▶ TO DO:
(a) In the Conrail complaint excerpt, list the numbers of every paragraph that falls under COUNT FOUR.
(b) Retype the portion of the Conrail complaint excerpt that starts at the words "95. These provisions" and ends after the words "97. Plaintiffs have no adequate remedy at law.".
(c) According to the Conrail complaint excerpt, how much in termination fees has the Conrail Board agreed to?
# Start of READING PASSAGE
92. Plaintiffs have no adequate remedy at law.
COUNT FOUR
(Breach of Fiduciary Duty with
Respect to the Lockup Provisions)
93. Plaintiffs repeat and reallege each of the
foregoing allegations as if fully set forth in this
paragraph.
94. In conjunction with the merger agreement, the
Conrail Board has agreed to termination fees of $300 million
and to the lock-up Stock Option Agreement.
95. These provisions confer no benefit upon
Conrail's shareholders and in fact operate and are intended
to operate to impede or foreclose further bidding for
Conrail.
96. The Conrail directors have adopted these
provisions without regard to what is in the best interest of
the Company and its shareholders, in violation of their
fiduciary duties.
54
97. Plaintiffs have no adequate remedy at law.
COUNT FIVE
Declaratory Relief Against
Conrail and Defendant Directors
(The Continuing Director Requirement
Is Void Under Pennsylvania Law)
98. Plaintiffs repeat and reallege each of the
foregoing allegations as if fully set forth in this
paragraph.
99. Under Pennsylvania law, the business and
affairs of a Pennsylvania corporation are to be managed
under the direction of the Board of Directors unless
otherwise provided by statute or in a By-Law adopted by the
stockholders. Pa. BCL Section 1721.
100. Under Pennsylvania law, agreements
restricting the managerial discretion of directors are
permissible only in statutory close corporations.
101. No statute countenances Conrail's and the
current Board's adoption of the Continuing Director
Requirement. No Conrail By-Law adopted by the Conrail
stockholders provides that the current Board may limit a
future Board's management and direction of Conrail. Conrail
is not a statutory close corporation.
# End of READING PASSAGE
# Start of DATA PROVIDED
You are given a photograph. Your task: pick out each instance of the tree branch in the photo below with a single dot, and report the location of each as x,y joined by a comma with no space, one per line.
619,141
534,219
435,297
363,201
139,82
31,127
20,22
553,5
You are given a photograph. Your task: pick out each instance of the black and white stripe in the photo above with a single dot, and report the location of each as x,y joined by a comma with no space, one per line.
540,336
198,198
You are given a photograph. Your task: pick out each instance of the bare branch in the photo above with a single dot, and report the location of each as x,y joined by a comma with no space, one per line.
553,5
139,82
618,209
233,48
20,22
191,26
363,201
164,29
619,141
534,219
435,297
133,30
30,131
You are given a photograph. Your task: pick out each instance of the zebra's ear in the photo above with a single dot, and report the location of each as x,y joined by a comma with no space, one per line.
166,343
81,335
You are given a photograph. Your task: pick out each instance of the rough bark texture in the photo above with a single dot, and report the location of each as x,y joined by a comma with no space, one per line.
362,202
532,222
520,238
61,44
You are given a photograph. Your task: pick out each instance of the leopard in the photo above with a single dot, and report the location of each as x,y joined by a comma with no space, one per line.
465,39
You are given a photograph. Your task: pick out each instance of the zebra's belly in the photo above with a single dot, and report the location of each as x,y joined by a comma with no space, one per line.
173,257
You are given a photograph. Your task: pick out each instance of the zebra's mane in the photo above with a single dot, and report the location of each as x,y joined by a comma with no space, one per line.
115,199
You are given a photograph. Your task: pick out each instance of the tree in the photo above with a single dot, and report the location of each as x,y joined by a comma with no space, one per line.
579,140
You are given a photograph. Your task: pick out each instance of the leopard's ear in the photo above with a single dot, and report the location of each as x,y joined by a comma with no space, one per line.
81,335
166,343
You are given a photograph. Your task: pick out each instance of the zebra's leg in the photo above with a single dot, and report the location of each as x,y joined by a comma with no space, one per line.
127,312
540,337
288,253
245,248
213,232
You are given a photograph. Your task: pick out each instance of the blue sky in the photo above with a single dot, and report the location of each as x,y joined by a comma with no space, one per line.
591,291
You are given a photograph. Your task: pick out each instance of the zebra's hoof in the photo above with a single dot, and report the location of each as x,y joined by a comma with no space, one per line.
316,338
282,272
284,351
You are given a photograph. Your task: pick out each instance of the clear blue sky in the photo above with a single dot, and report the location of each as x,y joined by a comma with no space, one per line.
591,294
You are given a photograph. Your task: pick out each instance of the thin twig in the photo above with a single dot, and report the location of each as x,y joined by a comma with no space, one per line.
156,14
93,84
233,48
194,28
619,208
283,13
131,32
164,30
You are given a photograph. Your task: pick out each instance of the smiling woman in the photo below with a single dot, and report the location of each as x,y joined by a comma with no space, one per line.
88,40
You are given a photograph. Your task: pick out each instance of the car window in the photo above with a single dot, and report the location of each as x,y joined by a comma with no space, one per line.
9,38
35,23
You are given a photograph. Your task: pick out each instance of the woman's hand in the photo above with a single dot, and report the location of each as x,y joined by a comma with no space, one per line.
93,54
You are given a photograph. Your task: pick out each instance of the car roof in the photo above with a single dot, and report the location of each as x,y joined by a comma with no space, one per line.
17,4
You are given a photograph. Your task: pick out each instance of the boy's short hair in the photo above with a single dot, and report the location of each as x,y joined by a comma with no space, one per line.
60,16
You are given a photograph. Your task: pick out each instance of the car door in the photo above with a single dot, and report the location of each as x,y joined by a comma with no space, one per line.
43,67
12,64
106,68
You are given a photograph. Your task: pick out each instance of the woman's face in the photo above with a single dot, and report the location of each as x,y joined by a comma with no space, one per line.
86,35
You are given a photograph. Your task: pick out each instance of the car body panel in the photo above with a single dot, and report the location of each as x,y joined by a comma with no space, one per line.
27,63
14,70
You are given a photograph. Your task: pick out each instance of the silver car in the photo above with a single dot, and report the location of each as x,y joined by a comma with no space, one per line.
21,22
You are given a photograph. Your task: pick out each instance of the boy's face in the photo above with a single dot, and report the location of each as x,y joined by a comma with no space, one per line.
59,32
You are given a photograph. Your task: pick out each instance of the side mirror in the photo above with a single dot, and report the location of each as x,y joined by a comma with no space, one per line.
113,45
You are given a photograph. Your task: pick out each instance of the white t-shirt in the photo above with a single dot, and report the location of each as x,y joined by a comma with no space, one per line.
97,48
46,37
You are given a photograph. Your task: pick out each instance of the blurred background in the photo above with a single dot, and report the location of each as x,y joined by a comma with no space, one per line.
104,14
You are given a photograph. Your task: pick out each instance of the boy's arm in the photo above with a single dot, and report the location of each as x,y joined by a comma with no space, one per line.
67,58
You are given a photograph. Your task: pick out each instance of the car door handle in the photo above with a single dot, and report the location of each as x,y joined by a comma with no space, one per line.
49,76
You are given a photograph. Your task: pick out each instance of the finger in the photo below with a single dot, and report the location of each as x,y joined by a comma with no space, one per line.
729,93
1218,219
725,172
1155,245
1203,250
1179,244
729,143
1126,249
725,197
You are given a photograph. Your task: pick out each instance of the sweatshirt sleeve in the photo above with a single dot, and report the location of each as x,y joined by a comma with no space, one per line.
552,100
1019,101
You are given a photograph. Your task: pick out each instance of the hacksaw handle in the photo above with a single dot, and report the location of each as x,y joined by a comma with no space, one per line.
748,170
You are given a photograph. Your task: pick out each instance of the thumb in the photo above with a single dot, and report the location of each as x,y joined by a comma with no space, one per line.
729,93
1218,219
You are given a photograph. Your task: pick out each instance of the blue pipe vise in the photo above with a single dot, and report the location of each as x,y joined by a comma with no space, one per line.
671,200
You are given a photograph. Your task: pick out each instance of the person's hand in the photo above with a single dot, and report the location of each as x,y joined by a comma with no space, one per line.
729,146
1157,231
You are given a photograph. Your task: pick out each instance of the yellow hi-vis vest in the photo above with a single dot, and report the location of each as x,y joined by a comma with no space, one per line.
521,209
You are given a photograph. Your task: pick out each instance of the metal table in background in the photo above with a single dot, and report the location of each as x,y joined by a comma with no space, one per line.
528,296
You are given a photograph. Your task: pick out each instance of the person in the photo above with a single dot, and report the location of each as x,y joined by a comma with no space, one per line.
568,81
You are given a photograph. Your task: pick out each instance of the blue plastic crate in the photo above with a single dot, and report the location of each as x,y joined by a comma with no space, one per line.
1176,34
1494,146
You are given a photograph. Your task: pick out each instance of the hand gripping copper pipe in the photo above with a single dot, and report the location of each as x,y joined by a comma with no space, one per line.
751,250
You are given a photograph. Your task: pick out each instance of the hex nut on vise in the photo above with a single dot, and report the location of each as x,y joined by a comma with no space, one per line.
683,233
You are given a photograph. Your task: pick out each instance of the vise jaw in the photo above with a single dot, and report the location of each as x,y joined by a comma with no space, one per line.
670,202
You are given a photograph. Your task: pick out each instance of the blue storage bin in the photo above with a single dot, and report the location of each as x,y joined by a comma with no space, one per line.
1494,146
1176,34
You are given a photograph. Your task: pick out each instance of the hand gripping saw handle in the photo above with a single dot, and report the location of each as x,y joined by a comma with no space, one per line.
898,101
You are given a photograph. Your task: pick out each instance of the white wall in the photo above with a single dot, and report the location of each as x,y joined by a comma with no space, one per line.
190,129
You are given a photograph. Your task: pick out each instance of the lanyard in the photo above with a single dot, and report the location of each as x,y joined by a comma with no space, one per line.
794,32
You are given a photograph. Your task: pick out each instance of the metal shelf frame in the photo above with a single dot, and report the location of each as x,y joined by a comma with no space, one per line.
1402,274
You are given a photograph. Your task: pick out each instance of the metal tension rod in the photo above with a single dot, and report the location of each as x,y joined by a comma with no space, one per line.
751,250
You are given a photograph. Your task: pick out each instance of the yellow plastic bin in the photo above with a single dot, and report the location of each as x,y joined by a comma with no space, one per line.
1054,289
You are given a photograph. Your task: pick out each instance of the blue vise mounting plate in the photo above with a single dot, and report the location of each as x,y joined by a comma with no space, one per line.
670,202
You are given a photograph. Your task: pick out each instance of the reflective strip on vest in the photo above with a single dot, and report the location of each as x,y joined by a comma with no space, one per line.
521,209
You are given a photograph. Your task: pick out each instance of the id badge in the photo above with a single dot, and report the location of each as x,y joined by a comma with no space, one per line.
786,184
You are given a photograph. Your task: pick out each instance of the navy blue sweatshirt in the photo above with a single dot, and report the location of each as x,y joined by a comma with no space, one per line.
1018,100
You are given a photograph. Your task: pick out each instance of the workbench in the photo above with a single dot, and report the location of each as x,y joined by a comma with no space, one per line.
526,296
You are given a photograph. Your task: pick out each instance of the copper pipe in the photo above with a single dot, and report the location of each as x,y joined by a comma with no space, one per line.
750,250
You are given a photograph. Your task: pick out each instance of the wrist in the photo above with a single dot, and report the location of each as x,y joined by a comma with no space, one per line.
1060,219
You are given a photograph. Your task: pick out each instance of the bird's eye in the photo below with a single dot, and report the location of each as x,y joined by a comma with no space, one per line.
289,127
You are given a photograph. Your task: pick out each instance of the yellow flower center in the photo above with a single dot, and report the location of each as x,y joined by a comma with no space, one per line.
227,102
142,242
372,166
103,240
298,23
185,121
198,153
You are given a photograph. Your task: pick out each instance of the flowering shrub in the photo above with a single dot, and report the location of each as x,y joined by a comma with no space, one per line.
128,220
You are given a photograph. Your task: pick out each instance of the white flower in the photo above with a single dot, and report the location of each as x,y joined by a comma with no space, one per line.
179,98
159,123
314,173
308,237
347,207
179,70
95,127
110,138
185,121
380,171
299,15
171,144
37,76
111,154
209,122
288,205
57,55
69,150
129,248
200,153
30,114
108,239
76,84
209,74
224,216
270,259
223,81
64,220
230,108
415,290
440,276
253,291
# End of DATA PROVIDED
▶ EXPECTED RESULTS:
(a) 93, 94, 95, 96, 97

(b)
95. These provisions confer no benefit upon
Conrail's shareholders and in fact operate and are intended
to operate to impede or foreclose further bidding for
Conrail.
96. The Conrail directors have adopted these
provisions without regard to what is in the best interest of
the Company and its shareholders, in violation of their
fiduciary duties.
54
97. Plaintiffs have no adequate remedy at law.

(c) $300 million